All of the data is to be copied word for word.

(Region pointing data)
● ● ● ●
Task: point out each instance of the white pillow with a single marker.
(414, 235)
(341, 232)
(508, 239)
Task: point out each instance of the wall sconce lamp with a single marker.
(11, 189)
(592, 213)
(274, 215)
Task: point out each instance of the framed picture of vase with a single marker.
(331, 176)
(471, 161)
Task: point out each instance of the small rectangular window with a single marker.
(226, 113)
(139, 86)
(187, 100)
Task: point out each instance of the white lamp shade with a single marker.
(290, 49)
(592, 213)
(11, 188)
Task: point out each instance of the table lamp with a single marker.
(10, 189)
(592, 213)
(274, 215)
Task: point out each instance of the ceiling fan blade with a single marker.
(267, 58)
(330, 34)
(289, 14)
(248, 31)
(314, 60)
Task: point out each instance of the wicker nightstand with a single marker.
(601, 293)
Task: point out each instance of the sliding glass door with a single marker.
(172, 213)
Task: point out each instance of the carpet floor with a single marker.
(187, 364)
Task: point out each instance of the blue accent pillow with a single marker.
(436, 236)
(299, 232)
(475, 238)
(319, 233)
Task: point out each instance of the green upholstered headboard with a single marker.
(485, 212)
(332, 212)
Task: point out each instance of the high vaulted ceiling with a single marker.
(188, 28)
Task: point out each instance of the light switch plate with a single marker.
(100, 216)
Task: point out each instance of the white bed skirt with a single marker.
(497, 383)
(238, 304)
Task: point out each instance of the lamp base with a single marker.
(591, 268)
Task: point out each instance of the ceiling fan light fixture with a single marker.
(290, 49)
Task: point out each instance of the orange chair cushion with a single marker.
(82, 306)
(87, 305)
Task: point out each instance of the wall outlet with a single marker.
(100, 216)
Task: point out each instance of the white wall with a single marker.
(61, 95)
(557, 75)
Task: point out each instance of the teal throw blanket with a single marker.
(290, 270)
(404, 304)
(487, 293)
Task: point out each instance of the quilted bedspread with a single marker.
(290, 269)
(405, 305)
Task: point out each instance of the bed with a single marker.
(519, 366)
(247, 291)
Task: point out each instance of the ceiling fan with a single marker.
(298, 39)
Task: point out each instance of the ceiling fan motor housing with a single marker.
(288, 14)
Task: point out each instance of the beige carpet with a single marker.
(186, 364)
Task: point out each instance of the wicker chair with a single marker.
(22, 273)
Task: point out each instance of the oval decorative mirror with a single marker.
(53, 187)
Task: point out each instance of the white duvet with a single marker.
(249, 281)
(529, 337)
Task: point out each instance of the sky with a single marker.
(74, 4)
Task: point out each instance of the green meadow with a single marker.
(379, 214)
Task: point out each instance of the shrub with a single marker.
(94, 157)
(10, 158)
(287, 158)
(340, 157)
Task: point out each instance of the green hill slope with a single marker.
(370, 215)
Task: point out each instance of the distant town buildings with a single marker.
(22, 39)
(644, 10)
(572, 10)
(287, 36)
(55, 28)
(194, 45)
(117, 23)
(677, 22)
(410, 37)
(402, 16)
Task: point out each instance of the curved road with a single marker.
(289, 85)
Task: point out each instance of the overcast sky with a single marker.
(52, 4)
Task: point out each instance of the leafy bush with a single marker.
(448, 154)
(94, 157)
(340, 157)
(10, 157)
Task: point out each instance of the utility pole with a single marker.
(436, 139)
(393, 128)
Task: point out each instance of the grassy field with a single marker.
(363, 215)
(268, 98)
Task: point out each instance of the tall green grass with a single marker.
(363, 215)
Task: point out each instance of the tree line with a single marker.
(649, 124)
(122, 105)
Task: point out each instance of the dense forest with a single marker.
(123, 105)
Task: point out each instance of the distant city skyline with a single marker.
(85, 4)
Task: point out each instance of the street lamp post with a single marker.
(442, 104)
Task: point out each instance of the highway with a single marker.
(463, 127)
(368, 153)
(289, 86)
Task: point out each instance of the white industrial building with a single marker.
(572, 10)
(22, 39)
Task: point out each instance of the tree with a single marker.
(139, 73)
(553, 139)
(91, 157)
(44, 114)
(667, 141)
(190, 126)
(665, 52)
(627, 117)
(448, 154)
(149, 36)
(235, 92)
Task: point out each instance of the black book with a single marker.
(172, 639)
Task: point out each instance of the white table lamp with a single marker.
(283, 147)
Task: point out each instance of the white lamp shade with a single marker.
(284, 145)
● ● ● ●
◆ **ANSWER TO THIS PROBLEM**
Task: point out each instance of the white pillow with a single marker.
(414, 235)
(341, 232)
(508, 239)
Task: point out each instance of the wall sconce lamp with a single marker.
(11, 189)
(592, 213)
(274, 215)
Task: point out each instance of the framed picture of vase with a single marker.
(331, 176)
(471, 161)
Task: point out each instance of the small rectangular window with a single marker.
(226, 113)
(139, 86)
(187, 100)
Task: point out each instance of the white lamp shade with a single marker.
(290, 49)
(592, 213)
(11, 188)
Task: point out each instance of the table lamp with a single marker.
(10, 189)
(592, 213)
(274, 215)
Task: point out each instance of the ceiling fan blade with a single marker.
(267, 58)
(330, 34)
(289, 14)
(248, 31)
(314, 60)
Task: point out each instance of the wicker nightstand with a single marker.
(601, 293)
Task: point out each instance of the sliding glass door with a single marker.
(172, 213)
Task: point out each instance of the carpet floor with a single marker.
(187, 364)
Task: point out each instance of the blue accent pillow with a single marker.
(436, 236)
(299, 232)
(475, 238)
(319, 233)
Task: point out each instance of the green upholstered headboard with a single marker.
(485, 212)
(332, 212)
Task: point out each instance of the high vaulted ceiling with a single marker.
(188, 28)
Task: point out each instance of the light switch plate with a single marker.
(100, 216)
Task: point out each instance of the white bed skirt with a single marker.
(497, 383)
(238, 304)
Task: point out each instance of the lamp base with a single marker.
(591, 268)
Task: point out each instance of the ceiling fan light fixture with a single marker.
(290, 49)
Task: point out each instance of the orange chair cushion with a single marker.
(82, 306)
(87, 305)
Task: point out each instance of the wall outlet with a single marker.
(100, 216)
Task: point out each instance of the white wall with a single marker.
(61, 95)
(557, 75)
Task: point out each instance of the teal throw blanket with a single marker.
(290, 270)
(404, 304)
(487, 293)
Task: point out each instance of the quilted bedspread with a single marker.
(290, 269)
(405, 305)
Task: point out each instance of the bed with a single marker.
(519, 366)
(247, 291)
Task: point out each instance of the ceiling fan with a single marker.
(298, 39)
Task: point out each instance of the ceiling fan motor housing with a single marker.
(288, 14)
Task: point out each instance of the beige carpet with a single marker.
(186, 364)
Task: point out each instance of the wicker chair with a single marker.
(22, 273)
Task: point out each instance of the oval decorative mirror with a single marker.
(53, 187)
Task: point out each instance of the white duvet with a single marker.
(249, 281)
(529, 337)
Task: point out each instance of the sky with a single marker.
(74, 4)
Task: point out each instance of the green meadow with a single marker.
(379, 214)
Task: point out each instance of the shrub with a single marker.
(94, 157)
(10, 158)
(287, 158)
(340, 157)
Task: point out each instance of the green hill slope with a single marker.
(370, 215)
Task: point out each instance of the distant town buildings with a single marker.
(22, 39)
(644, 10)
(572, 10)
(287, 36)
(55, 28)
(194, 45)
(117, 23)
(677, 22)
(410, 37)
(402, 16)
Task: point out each instance of the curved road with a single marker.
(289, 85)
Task: point out each instance of the overcast sky with a single marker.
(52, 4)
Task: point out each instance of the leafy bush with a single marker.
(448, 154)
(94, 157)
(340, 157)
(10, 157)
Task: point out each instance of the utility pole with a single marker.
(436, 139)
(393, 128)
Task: point out each instance of the grassy field with a single marker.
(363, 215)
(268, 98)
Task: point out each instance of the tall green grass with a single marker.
(363, 215)
Task: point out each instance of the tree line with a single marker.
(649, 124)
(122, 105)
Task: point out each instance of the dense forest with a single marker.
(123, 105)
Task: point out each instance of the distant city skyline with a single marker.
(85, 4)
Task: point out each instance of the street lamp post with a single marker.
(442, 104)
Task: point out each instance of the highway with a single marker.
(463, 127)
(368, 153)
(289, 86)
Task: point out each instance of the white industrial building with a single marker.
(572, 10)
(22, 39)
Task: point out each instance of the tree with a single marker.
(139, 73)
(553, 139)
(91, 157)
(44, 114)
(667, 141)
(190, 126)
(665, 52)
(627, 117)
(448, 154)
(149, 36)
(235, 92)
Task: point out each instance of the black book with a single marker.
(172, 639)
Task: point out each instance of the white table lamp with a single marker.
(283, 147)
Task: point out each instance of the white lamp shade with a single marker.
(284, 145)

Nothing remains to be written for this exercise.